→ **GIVEN REQUEST**: Without skipping anything, write out each record below exactly.
□ □ □ □
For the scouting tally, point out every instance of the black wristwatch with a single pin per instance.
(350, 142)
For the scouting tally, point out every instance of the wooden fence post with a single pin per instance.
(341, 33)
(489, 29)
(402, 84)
□ □ □ □
→ **EXERCISE RESPONSE**:
For the scouting tally, point out every instance of the black wristwatch with a single pin per instance.
(350, 142)
For the scouting tally, point out every instance of the wooden fence post with a single pin per instance.
(341, 33)
(489, 29)
(402, 84)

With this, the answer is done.